> _Activity_
Which lines of the listing below contain the word "positive"? Pull out every one of them in full.

> _Data supplied_
^^^^^^^^
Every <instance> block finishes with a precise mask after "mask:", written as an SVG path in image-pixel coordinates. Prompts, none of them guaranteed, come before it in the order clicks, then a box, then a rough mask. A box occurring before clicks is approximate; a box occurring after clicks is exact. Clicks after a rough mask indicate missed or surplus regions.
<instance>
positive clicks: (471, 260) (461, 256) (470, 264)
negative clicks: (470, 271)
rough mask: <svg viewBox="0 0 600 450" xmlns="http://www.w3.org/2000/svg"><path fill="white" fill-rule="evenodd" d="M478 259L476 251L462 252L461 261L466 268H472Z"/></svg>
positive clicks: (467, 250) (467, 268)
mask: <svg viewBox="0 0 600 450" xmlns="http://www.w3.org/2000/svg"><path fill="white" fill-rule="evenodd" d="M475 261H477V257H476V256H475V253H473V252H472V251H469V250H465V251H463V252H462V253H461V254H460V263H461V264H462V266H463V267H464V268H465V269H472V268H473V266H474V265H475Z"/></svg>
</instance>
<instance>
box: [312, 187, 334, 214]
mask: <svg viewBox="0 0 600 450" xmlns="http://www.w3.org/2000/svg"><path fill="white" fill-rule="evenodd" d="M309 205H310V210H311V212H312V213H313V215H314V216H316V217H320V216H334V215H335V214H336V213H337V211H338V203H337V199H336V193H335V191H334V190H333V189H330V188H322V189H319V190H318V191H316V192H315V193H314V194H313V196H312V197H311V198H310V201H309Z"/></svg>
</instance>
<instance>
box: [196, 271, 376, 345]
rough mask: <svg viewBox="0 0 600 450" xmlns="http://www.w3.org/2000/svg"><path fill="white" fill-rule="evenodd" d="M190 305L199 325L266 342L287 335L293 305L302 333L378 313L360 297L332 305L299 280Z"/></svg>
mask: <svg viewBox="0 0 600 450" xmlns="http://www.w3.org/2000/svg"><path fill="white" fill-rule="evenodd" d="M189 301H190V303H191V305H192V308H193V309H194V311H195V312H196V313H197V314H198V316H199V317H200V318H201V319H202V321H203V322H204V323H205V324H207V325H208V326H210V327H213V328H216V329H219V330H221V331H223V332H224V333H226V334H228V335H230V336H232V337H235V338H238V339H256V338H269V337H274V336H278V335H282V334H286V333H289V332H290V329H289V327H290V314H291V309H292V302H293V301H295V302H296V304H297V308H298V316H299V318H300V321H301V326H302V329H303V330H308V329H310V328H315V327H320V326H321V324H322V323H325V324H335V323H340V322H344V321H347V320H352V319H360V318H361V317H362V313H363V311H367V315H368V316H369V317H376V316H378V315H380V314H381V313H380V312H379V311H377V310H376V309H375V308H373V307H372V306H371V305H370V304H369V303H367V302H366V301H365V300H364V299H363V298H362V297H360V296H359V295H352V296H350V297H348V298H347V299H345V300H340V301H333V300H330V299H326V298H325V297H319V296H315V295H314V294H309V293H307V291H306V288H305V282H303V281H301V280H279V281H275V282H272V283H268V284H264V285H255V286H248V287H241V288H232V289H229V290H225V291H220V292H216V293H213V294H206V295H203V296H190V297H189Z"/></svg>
^^^^^^^^
> _Exercise output_
positive clicks: (471, 260) (461, 256) (470, 264)
positive clicks: (467, 250) (467, 268)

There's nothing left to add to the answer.